━━━ Excerpted data ━━━

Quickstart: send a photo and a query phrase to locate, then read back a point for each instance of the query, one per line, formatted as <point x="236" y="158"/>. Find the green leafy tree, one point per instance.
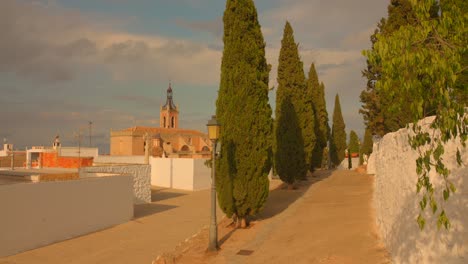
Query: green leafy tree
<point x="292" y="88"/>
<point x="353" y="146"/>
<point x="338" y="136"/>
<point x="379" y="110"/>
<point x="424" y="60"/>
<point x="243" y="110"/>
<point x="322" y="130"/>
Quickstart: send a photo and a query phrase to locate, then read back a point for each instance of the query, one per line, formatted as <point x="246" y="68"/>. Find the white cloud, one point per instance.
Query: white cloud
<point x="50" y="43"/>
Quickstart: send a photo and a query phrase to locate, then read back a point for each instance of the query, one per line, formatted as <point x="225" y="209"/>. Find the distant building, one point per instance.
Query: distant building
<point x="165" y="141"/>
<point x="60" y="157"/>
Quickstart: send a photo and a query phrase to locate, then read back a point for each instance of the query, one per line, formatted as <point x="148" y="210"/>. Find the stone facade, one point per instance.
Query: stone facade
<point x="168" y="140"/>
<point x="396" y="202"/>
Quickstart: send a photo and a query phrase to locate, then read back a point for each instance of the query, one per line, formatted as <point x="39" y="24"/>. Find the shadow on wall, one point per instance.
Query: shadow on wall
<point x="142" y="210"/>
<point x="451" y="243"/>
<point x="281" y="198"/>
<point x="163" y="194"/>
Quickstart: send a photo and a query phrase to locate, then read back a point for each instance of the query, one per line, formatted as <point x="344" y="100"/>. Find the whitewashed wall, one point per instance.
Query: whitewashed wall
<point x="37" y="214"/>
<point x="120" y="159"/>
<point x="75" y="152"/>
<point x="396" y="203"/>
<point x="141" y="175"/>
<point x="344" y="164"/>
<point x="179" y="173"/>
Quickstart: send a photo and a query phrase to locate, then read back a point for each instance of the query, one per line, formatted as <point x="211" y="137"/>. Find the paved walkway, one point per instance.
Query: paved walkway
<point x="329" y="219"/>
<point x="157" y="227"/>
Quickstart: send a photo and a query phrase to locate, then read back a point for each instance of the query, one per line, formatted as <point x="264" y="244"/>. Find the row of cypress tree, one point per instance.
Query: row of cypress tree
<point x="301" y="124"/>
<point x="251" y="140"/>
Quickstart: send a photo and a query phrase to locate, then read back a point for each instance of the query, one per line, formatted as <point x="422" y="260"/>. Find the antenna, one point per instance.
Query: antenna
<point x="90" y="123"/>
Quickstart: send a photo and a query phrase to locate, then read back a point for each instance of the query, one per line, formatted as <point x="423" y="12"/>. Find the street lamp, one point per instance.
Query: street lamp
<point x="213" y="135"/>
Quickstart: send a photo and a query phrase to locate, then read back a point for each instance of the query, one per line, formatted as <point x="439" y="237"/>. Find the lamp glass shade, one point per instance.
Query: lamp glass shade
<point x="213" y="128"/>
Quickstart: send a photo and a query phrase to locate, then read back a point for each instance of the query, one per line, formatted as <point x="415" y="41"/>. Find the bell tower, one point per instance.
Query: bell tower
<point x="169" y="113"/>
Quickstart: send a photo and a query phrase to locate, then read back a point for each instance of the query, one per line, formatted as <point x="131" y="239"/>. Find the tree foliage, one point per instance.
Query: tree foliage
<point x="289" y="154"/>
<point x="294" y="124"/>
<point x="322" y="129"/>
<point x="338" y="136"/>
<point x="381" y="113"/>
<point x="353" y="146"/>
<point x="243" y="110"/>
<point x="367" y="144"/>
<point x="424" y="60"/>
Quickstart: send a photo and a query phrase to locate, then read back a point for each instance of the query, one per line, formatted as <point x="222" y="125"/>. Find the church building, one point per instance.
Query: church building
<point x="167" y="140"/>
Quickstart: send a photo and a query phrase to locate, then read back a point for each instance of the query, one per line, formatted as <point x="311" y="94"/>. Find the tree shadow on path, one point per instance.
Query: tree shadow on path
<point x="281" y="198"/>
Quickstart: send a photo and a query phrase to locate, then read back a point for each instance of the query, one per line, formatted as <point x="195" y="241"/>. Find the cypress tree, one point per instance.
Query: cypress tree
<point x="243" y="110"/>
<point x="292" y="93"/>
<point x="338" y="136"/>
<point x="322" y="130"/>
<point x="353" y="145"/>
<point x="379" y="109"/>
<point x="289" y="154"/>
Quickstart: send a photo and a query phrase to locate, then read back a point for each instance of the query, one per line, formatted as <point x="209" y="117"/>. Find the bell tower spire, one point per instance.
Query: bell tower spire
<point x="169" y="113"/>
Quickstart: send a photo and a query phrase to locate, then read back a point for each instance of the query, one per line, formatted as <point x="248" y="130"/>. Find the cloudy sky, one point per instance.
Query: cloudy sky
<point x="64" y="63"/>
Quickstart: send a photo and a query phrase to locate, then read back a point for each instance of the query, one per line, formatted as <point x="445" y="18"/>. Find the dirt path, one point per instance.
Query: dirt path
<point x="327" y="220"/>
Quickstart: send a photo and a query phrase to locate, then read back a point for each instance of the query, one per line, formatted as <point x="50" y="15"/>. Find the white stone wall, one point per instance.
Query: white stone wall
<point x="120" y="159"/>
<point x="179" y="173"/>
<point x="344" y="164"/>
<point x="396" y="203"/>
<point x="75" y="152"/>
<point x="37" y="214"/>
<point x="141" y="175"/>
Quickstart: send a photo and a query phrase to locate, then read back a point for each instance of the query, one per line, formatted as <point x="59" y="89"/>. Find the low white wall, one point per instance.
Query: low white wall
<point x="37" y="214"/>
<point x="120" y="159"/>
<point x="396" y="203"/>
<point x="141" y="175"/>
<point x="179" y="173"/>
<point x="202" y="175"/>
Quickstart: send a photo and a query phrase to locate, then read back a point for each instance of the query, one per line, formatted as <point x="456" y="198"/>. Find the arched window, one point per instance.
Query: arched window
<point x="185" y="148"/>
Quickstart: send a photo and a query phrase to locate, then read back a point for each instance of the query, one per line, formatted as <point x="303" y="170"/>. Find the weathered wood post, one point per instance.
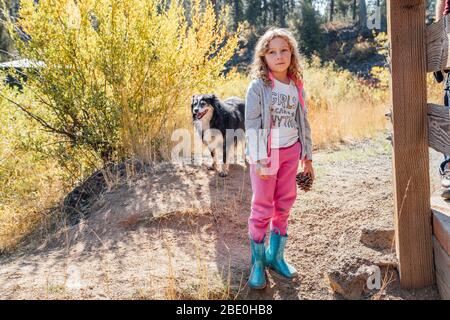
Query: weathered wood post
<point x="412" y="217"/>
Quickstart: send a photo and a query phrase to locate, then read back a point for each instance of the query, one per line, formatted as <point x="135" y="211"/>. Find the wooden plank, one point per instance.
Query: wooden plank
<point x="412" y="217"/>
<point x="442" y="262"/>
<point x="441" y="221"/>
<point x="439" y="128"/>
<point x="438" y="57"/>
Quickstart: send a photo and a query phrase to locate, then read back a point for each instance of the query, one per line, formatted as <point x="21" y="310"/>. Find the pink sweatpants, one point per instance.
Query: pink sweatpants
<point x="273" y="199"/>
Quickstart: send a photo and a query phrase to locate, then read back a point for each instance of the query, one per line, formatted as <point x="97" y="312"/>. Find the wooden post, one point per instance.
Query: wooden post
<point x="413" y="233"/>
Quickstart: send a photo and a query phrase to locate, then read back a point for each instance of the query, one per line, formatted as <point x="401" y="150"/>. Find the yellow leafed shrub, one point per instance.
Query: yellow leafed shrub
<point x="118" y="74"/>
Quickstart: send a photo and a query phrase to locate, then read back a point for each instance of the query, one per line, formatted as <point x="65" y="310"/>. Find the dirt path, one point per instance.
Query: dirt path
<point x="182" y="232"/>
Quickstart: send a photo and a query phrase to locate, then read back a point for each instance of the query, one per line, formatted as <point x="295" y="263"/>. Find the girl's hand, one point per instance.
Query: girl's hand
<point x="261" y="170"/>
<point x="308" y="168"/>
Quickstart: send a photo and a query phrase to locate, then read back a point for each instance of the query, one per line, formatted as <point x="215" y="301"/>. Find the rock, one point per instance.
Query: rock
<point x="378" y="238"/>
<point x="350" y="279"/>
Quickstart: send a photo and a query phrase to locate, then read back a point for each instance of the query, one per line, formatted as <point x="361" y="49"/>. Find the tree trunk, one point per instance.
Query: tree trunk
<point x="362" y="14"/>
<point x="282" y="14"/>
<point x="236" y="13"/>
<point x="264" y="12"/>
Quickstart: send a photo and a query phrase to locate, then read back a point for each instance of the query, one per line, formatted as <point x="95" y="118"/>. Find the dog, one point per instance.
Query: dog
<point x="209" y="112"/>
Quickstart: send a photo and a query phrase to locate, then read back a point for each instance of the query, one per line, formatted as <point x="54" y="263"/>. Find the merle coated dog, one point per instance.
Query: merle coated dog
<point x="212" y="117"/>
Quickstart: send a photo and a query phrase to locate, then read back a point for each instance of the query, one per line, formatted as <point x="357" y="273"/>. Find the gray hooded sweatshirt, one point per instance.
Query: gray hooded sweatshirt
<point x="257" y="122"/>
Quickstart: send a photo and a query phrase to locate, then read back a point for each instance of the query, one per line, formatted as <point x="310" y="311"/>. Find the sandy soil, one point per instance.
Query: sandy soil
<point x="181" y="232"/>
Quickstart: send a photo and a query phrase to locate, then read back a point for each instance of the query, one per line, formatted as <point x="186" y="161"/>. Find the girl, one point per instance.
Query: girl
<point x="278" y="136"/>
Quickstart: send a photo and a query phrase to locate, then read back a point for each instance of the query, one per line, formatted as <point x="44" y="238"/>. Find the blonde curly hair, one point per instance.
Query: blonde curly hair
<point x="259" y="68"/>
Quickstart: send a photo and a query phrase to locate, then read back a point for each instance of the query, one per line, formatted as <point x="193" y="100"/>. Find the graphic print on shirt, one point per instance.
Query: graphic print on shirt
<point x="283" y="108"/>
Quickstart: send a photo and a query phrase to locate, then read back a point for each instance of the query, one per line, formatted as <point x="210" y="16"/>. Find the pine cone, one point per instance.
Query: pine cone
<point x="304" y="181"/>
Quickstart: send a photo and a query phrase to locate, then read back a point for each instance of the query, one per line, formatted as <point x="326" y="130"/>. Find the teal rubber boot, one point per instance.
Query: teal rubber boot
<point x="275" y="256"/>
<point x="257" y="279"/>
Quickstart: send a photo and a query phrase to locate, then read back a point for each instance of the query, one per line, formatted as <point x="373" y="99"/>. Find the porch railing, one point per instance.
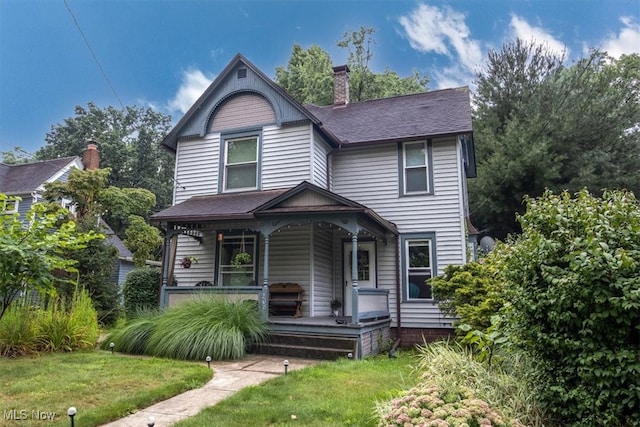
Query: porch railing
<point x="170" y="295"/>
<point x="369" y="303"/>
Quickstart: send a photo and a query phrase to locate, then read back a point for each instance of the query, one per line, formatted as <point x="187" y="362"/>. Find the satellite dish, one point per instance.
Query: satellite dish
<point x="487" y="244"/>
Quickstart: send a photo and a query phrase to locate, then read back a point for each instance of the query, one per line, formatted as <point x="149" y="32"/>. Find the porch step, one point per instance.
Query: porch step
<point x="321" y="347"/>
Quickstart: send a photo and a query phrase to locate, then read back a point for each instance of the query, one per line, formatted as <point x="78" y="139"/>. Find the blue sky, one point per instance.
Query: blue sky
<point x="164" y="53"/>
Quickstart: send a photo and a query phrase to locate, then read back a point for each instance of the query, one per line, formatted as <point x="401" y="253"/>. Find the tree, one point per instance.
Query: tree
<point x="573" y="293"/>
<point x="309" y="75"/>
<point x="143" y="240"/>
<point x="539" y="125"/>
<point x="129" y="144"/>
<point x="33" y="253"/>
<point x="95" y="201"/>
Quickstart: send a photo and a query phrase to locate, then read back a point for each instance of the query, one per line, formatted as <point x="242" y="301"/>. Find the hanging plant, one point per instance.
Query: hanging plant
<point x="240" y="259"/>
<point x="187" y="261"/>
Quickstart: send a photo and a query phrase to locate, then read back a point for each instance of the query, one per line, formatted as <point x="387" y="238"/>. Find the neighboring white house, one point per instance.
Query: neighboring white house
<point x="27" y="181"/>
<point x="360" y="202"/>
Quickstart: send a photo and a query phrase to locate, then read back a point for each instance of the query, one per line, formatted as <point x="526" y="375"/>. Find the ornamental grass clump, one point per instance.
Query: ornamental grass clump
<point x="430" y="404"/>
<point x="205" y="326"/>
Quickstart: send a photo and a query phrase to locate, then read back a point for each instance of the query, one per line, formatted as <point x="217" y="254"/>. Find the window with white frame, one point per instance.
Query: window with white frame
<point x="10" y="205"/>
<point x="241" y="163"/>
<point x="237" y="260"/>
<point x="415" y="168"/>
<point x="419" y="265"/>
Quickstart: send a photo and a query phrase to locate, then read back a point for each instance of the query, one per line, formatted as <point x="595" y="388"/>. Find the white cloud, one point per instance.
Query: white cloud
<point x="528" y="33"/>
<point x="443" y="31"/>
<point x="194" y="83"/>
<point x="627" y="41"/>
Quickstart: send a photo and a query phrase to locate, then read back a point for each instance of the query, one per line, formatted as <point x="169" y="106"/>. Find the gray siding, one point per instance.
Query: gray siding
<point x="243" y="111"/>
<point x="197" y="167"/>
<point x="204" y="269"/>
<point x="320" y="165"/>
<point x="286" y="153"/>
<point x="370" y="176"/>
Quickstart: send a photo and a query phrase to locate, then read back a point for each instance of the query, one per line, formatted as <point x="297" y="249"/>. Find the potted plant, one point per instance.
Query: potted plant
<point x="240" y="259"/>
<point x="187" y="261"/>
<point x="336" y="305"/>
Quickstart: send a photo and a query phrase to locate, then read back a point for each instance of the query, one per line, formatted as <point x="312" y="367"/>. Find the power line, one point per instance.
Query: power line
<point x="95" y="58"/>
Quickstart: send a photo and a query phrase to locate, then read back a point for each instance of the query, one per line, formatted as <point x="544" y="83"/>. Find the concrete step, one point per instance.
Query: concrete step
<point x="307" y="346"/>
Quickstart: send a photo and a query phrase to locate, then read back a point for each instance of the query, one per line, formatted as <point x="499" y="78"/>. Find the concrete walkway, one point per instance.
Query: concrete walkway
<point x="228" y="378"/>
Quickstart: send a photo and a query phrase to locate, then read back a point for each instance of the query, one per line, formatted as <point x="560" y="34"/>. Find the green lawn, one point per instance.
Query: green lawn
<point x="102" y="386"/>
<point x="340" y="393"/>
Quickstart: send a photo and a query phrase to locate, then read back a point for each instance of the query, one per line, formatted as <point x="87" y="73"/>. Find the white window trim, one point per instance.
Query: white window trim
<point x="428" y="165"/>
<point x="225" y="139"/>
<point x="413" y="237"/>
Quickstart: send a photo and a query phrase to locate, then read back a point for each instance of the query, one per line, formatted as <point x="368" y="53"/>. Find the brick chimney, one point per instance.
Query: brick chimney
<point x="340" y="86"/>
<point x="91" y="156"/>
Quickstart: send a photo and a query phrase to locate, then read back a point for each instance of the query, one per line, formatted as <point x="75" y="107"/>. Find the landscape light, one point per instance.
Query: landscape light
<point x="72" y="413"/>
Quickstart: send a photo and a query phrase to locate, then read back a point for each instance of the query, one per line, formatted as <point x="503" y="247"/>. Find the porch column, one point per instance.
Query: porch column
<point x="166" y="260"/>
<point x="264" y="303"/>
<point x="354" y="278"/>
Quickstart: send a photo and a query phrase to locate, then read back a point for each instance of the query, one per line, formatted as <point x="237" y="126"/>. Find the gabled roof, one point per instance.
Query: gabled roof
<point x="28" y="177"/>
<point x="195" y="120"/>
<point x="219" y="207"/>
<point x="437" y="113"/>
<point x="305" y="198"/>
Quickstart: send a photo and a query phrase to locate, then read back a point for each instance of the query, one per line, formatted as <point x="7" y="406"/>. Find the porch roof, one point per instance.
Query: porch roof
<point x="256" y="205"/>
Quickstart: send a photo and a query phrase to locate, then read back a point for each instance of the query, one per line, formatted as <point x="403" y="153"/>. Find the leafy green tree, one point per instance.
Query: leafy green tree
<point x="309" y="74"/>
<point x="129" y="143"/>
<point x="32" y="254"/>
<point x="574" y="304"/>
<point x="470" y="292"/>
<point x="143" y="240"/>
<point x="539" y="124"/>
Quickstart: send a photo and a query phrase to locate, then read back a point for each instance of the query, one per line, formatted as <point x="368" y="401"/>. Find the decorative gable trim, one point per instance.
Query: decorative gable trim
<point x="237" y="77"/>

━━━

**Problem details**
The lines to reproduce run from the line containing "gabled roof, one point per instance." to the end of the listing; write them out exactly and add nothing.

**Full answer**
Quickstart: send a photo and a query phrase to locate, then read back a point for each instance of the query, one per line, formatted as <point x="237" y="126"/>. Find the gabled roof, one point per instance.
Query: gabled roof
<point x="28" y="177"/>
<point x="195" y="120"/>
<point x="219" y="207"/>
<point x="437" y="113"/>
<point x="305" y="198"/>
Quickstart: send a photo and a query phrase to locate, then read back a point for each instance of the query, one per line, formatted as <point x="7" y="406"/>. Find the porch roof, one point per instance.
Query: porch roof
<point x="256" y="205"/>
Quickstart: send a photo and a query phrase to locate, then read back a point for each instance of the query, one per line, formatted as <point x="403" y="153"/>. Find the leafy green tree, one point per instance.
Query: leafy green tree
<point x="309" y="74"/>
<point x="129" y="143"/>
<point x="32" y="254"/>
<point x="574" y="304"/>
<point x="470" y="292"/>
<point x="143" y="240"/>
<point x="539" y="124"/>
Quickstart: send a photo and a query phrase to locate, then read back a point for each instance of the query, one per line, formatted as <point x="368" y="401"/>. Find the decorative gable trim, one point per instance.
Query: decorative gable trim
<point x="237" y="77"/>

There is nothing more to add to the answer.